Copy the items below word for word, but leave the picture out of your copy.

§

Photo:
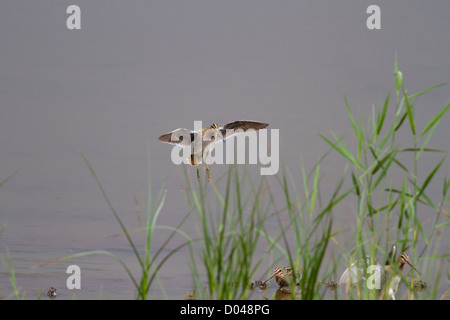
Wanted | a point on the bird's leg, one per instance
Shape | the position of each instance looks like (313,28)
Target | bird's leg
(207,172)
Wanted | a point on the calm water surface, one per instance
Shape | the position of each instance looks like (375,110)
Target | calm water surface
(140,69)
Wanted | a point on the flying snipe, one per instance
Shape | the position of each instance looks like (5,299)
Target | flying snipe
(284,277)
(208,137)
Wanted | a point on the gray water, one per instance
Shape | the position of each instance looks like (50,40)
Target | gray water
(139,69)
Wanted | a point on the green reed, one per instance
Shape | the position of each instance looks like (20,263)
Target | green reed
(392,198)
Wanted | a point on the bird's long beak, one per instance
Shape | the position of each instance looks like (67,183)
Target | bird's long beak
(410,264)
(273,275)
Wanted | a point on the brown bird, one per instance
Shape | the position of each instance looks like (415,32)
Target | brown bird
(204,140)
(393,276)
(283,277)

§

THE SOLUTION
Photo:
Wanted | a point on the bird's leg, one per instance
Shape | the position of each instance looks like (313,28)
Target | bird's leg
(207,172)
Wanted | a point on the calm water surface, one per instance
Shape | the position of each instance looks like (375,110)
Target | calm water surface
(140,69)
Wanted | a point on the flying snipe, one per instance
Shape | the position of each instance looks like (5,299)
Target | flying snipe
(284,277)
(208,137)
Wanted | a point on the gray water, one per instance
Shape | the position of each instance looks like (50,40)
Target | gray water
(139,69)
Wanted | a point on the green reed, one per instance
Shape | the position of each instance looks like (20,263)
Target | green reed
(392,198)
Wanted | a point on the bird's long beak, one per instance
Shape | the position of each instance looks like (67,183)
Target | bird's long beak
(410,264)
(273,275)
Wanted | a point on the brown bird, one per instance
Shape | the position of each instance looks like (415,32)
Target | brown bird
(204,140)
(393,276)
(283,277)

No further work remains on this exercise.